=== SUPPLIED MATERIAL ===

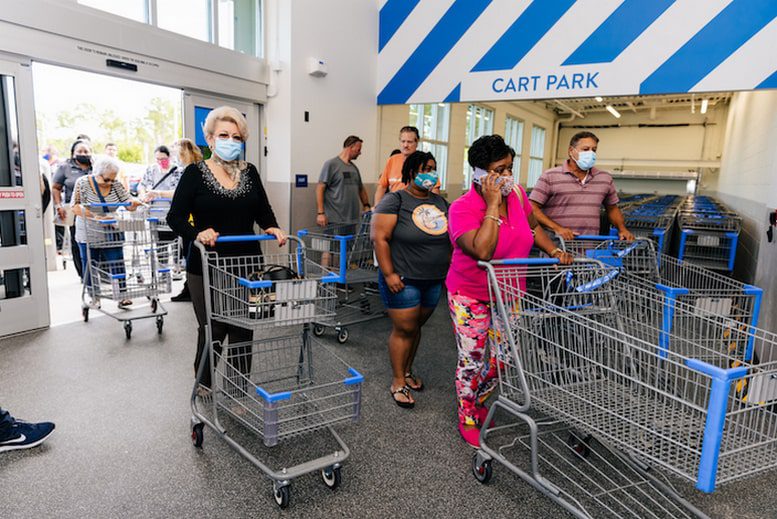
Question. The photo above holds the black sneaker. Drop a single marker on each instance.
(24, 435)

===
=== SUPPLIED MATERIAL ===

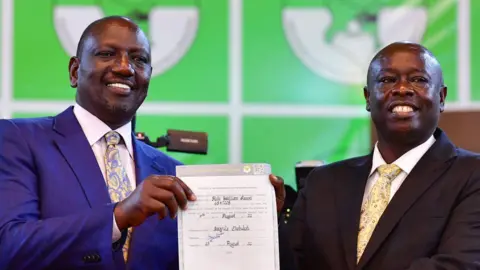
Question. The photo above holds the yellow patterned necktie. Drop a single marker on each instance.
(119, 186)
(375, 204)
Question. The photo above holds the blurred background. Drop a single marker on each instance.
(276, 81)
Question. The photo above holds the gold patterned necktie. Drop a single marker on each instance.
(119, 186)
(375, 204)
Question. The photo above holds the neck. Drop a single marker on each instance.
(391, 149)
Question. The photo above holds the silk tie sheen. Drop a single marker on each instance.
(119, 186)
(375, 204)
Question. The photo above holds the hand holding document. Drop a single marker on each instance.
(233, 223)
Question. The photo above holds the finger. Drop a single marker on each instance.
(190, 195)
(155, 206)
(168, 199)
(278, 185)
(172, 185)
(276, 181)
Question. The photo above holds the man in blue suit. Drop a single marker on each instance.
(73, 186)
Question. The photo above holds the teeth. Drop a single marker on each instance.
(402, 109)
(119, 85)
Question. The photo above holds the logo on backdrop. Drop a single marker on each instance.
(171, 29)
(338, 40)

===

## WORK TO DO
Which lines of the listing above contain the word "patterned"? Report each one in full, with case counting in the match.

## TASK RESULT
Question. The photo above holds the yellow patterned necktie. Drop a single marker on each instance.
Question. The photo above holds the gold patterned necktie. Drop a single marker on each instance.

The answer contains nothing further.